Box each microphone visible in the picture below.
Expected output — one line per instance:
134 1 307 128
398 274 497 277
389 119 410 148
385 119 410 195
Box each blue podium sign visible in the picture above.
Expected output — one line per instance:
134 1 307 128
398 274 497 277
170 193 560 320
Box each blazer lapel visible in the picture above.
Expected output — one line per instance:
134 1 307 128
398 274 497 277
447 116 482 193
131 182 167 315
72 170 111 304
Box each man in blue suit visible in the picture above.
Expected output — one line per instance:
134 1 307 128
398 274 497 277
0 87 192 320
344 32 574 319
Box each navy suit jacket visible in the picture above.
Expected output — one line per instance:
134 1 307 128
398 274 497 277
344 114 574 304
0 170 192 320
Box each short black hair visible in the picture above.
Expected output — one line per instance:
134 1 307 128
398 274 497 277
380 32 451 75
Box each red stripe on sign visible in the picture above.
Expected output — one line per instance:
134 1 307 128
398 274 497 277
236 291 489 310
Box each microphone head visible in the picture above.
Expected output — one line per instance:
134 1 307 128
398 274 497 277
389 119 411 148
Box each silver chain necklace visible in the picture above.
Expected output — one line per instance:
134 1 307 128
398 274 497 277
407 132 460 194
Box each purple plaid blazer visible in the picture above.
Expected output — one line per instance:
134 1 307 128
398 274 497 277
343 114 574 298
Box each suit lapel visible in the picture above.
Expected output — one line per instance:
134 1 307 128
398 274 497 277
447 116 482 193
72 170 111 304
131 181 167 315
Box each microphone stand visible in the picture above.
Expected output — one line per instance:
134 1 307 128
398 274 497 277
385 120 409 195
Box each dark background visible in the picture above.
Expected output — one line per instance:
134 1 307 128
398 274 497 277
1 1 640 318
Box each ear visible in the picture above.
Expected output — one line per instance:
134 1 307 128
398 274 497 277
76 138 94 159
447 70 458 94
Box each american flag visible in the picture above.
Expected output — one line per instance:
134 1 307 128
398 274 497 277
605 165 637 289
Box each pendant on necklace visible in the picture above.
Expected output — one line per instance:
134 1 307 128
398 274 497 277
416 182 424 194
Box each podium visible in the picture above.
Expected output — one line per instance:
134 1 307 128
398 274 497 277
◇ ◇ ◇ ◇ ◇
▶ [TASK BRIEF]: Reproduce the records above, requests included, beginning at the line that contains "Box each dark" and stopping after the last line of the records. Increase every bounding-box coordinate in the answers by 131, and leave the requests and their sample output lines unchanged.

▶ [SOLUTION FOR THIS EXERCISE]:
Box each dark background visible in the picture above.
Expected output — one line per instance:
134 1 307 128
398 274 497 277
132 132 771 449
Box each ear visible in the picture above.
Expected output — one line per instance:
134 1 307 128
398 274 497 277
207 269 225 290
578 201 589 225
Box each american flag visible in the picture above.
Expected output — one line per instance:
134 1 307 128
398 274 497 277
736 296 768 420
Box each pendant on necklace visible in the picture above.
Expected output — one line per instance:
134 1 307 128
398 274 497 277
547 313 555 325
Box each podium visible in the picture above.
Expected output — one line per instance:
134 1 307 128
398 274 497 277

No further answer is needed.